STATED EXERCISE ::
Identify every line in the material below that contains the word "handle", and copy each of those lines. Case counts.

[Extracted data entries]
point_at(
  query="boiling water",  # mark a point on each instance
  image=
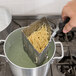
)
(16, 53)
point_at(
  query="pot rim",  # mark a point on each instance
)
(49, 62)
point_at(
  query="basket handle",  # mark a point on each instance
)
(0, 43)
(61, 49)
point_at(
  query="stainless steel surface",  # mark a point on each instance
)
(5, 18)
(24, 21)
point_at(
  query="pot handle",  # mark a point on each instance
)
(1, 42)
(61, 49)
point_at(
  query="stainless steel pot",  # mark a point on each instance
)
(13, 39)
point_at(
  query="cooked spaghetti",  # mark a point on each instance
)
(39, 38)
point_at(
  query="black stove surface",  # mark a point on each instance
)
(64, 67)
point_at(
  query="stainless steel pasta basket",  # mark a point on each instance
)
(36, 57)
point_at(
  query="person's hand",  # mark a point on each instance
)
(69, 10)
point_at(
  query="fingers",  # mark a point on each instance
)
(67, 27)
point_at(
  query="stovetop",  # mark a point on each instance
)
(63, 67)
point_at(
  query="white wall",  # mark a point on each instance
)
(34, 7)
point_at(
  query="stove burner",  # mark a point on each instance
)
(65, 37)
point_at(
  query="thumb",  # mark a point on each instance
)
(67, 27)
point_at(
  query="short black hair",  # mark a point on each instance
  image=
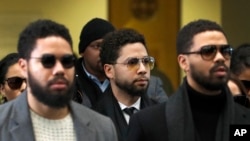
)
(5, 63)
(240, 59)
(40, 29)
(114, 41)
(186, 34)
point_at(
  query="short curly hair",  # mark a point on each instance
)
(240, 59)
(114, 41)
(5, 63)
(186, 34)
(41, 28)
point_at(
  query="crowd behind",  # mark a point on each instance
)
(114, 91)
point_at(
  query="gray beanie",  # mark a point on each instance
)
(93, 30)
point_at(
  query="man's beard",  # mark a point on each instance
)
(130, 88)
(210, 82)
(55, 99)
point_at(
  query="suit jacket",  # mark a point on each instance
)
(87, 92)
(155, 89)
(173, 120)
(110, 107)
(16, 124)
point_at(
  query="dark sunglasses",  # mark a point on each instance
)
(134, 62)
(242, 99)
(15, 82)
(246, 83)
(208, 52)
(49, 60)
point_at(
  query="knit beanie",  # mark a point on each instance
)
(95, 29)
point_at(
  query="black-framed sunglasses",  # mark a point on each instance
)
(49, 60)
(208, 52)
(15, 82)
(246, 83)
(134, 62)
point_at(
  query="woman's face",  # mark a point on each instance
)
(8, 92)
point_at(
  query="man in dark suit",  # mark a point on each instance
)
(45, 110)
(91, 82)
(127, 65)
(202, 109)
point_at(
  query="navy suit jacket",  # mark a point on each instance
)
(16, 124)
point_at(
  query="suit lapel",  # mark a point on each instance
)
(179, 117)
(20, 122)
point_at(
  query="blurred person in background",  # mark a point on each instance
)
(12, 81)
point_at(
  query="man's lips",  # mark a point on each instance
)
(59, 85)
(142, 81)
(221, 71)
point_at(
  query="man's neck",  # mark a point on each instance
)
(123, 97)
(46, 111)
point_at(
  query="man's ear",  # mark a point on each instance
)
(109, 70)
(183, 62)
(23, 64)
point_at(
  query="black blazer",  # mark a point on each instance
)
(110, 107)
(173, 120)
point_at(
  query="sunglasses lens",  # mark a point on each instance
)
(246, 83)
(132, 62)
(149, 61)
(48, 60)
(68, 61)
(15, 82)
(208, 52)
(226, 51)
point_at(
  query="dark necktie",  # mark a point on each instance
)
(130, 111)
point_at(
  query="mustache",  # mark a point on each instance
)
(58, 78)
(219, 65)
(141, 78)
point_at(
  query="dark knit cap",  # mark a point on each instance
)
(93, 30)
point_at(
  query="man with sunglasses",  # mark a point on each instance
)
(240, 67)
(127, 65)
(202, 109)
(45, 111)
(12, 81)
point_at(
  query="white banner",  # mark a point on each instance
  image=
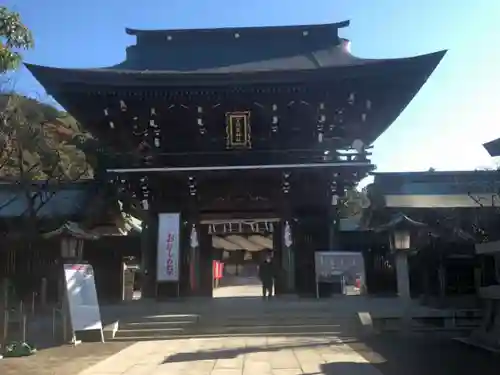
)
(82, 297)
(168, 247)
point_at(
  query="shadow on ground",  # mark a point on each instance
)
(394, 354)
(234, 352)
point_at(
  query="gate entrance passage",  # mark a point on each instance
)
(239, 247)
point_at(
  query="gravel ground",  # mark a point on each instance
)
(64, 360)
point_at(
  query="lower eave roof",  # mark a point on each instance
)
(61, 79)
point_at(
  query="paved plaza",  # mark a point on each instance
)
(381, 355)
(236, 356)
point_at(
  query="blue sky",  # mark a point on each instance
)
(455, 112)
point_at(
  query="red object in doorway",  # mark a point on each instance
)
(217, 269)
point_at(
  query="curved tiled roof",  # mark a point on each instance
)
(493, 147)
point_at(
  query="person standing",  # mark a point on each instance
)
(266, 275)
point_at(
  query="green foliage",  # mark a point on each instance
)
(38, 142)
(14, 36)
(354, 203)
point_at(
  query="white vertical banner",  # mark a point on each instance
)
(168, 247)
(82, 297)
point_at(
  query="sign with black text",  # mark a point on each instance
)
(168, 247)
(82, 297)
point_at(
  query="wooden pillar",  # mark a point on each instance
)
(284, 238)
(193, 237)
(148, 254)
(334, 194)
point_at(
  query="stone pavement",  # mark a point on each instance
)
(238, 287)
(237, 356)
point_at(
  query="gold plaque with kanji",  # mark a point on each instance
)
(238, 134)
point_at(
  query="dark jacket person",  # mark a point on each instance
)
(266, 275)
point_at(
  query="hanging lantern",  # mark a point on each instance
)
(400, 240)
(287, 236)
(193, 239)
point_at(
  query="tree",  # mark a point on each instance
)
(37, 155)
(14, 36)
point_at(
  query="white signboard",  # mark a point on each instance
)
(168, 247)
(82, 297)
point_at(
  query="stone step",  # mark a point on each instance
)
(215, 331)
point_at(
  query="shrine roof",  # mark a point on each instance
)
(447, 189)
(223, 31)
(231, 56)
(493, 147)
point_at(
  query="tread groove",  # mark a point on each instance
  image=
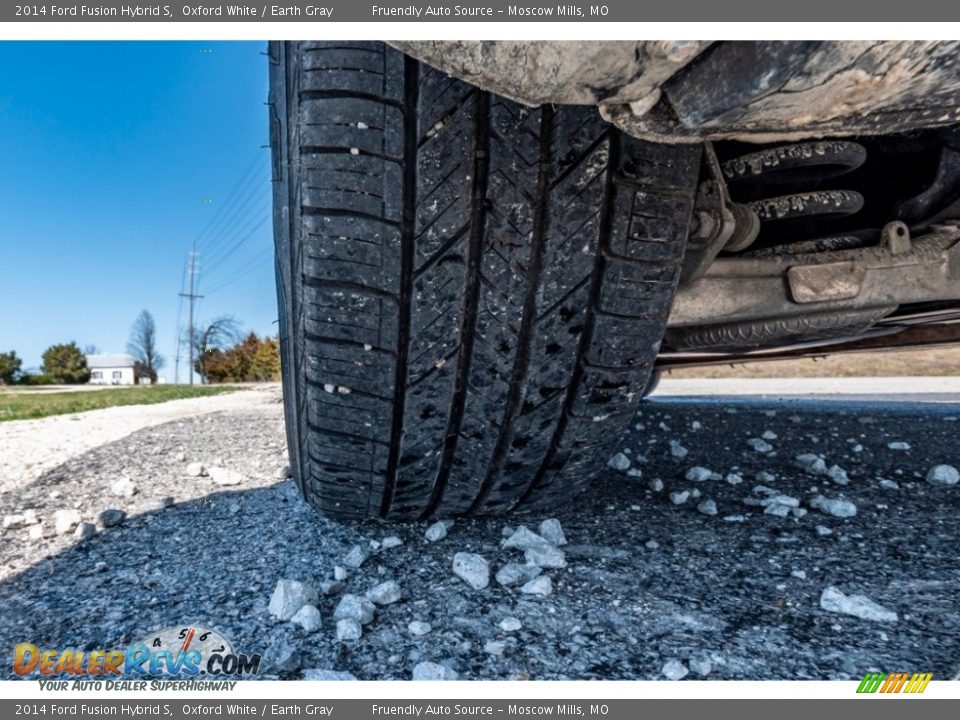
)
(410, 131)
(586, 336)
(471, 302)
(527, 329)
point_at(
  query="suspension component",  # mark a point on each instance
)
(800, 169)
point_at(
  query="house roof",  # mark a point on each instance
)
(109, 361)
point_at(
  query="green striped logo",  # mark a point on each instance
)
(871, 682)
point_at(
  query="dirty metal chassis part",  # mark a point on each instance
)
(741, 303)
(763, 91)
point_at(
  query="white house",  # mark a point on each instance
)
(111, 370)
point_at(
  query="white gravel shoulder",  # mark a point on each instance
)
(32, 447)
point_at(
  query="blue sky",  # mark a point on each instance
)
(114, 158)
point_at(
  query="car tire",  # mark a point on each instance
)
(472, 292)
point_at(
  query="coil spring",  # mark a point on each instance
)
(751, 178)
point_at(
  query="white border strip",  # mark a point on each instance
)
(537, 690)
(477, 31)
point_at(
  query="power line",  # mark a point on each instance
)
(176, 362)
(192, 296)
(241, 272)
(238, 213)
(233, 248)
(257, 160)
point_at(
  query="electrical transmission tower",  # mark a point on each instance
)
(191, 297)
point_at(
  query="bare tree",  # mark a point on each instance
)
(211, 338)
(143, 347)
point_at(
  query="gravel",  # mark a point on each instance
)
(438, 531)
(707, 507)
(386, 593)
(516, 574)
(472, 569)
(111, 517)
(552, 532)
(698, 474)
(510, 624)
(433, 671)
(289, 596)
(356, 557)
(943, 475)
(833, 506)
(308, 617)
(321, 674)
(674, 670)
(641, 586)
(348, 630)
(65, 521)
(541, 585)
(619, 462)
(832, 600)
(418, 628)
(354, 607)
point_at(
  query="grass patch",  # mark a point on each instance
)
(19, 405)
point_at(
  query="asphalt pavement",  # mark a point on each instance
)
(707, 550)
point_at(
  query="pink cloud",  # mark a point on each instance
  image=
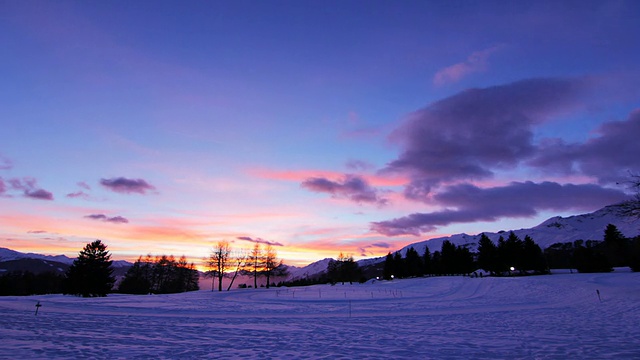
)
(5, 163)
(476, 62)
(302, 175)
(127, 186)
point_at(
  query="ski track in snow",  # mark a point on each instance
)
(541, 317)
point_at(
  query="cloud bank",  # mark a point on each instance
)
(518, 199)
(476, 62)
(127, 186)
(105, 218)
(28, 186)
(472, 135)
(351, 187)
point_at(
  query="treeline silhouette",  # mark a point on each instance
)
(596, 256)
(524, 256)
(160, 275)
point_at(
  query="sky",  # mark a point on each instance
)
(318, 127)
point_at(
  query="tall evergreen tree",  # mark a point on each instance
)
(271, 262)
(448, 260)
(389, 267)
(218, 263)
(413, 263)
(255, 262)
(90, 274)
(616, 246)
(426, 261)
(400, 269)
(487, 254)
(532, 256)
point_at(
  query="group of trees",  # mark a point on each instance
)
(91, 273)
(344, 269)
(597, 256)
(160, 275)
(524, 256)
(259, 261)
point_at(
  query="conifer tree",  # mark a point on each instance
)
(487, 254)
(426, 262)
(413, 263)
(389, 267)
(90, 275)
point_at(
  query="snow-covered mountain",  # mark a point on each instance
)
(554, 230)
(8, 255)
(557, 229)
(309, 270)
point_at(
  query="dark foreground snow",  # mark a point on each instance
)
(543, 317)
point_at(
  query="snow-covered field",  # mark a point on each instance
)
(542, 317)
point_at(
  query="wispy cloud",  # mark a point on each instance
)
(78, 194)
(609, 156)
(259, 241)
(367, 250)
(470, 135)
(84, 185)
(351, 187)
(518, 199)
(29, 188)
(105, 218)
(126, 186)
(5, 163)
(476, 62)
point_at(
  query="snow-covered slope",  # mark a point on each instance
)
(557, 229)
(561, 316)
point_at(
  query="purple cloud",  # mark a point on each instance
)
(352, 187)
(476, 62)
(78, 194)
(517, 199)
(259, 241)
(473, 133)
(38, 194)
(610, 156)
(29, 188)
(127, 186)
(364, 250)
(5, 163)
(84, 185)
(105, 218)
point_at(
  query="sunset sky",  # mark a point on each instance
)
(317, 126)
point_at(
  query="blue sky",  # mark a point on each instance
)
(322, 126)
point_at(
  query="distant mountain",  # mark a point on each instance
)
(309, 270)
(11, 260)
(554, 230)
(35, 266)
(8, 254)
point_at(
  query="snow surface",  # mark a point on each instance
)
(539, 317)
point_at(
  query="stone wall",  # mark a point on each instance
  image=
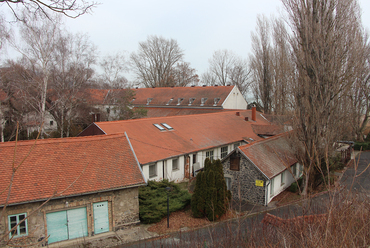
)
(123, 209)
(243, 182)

ANSWER TO THIS PROBLEM ::
  query="basket handle",  # mark a point on each instance
  query="pot handle",  # mark a point on each instance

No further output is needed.